EXCERTO FORNECIDO -

◇ ◇ ◇

Pois se assim é, parece bizantino e formalista que se ache a realização de trabalho como apropriada a realizar um contra-factual do crime (prevenção geral) e a obter um escopo ressocializador (prevenção especial) depois de se haver a multa por não-paga e como ponto de sacrifício razoável (em articulação com a suspensão da execução da pena principal, que passará a subordinar), quando, a montante, se teve a pena de multa como imperativamente impassível de substituição por trabalho.

Ponto firme é (e será) que se ache por adequada, proporcional e justa a realização de dias de trabalho como forma de obter os efeitos (gerais e especiais) a que se dirigiu a pena principal: ou porque a multa substitutiva não foi cumprida fora de um quadro de culpa, que geralmente se fundará na precariedade da situação económico-financeira do condenado, admitindo-se a suspensão da execução da pena curta de prisão subordinada a um dever de prestação de trabalho (art. 49.º/3 do CP, ex vi art. 43.º/2); ou porque o arguido desde logo requereu a substituição da multa e o pedido se revela fundado nessa mesma situação de baixos património e rendimentos, aqui já nos termos do citado art. 48.º do CP.

De resto, se a dilação de pagamento e pagamento prestacional se acham (consensualmente) integrados nas possibilidades de execução conformadas pela multa de substituição (cfr. art. 47.º/3 do CP e art. 43.º/1, in fine), será de manter presente que se faz no pressuposto que a medida de diluição da força da repressão penal tem-se por irrelevante por a redução do nível de encargo económico não constituir, no confronto com o património do condenado, uma forma de diminuição significativa do sacrifício que a pena corporiza, para efeitos jurídico-penais.

Ora, no caso em que o condenado possua por principal fonte de riqueza a sua força de trabalho, não será despropositado afirmar que, ao substituir a multa por trabalho, estamos também no plano da reconfiguração legal da forma como o seu património é afectado pela execução da sanção criminal, ajustando a pena a essa situação com maior grau de pureza (como sucede no caso do art. 47.º/3 do CP): desempenhando trabalho em favor da comunidade, por esse período o arguido vê-se privado do seu principal factor de rendimento (a sua hetero-disponibilidade para o trabalho) e, quando não possui outro de significativa relevância, impõe-se-lhe por essa via uma amputação de natureza económica que obedece à lógica de suportação da multa.

◇ ◇ ◇

REGISTOS DE DADOS -
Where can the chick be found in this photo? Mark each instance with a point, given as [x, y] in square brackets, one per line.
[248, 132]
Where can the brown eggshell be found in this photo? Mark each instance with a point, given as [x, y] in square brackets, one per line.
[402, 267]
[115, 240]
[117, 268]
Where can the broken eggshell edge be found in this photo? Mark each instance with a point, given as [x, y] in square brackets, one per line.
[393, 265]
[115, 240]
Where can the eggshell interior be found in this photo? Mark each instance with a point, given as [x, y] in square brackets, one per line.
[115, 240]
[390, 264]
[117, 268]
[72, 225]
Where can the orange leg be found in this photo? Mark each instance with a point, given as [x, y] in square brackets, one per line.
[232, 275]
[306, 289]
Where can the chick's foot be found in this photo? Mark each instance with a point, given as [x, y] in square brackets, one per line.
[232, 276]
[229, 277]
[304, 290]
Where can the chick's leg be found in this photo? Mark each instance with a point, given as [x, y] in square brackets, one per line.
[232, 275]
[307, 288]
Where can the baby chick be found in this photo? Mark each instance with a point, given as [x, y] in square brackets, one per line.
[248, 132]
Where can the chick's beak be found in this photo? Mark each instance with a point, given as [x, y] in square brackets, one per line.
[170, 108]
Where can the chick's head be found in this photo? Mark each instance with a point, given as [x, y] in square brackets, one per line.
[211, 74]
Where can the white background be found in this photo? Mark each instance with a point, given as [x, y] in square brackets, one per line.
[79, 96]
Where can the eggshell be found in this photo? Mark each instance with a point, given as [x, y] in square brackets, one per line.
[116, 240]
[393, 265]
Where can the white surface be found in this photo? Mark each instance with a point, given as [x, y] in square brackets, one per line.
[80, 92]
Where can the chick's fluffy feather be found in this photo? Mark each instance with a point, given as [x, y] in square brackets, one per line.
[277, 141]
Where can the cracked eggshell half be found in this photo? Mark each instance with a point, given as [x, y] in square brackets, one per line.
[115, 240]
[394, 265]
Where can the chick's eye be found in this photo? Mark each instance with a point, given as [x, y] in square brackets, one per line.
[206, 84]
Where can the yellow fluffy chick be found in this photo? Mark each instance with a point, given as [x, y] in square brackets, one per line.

◇ ◇ ◇

DESAFIO - Segundo o excerto fornecido, em que se fundará geralmente o não cumprimento da multa substitutiva fora de um quadro de culpa?

RESULTADO DA TAREFA - Na precariedade da situação económico-financeira do condenado.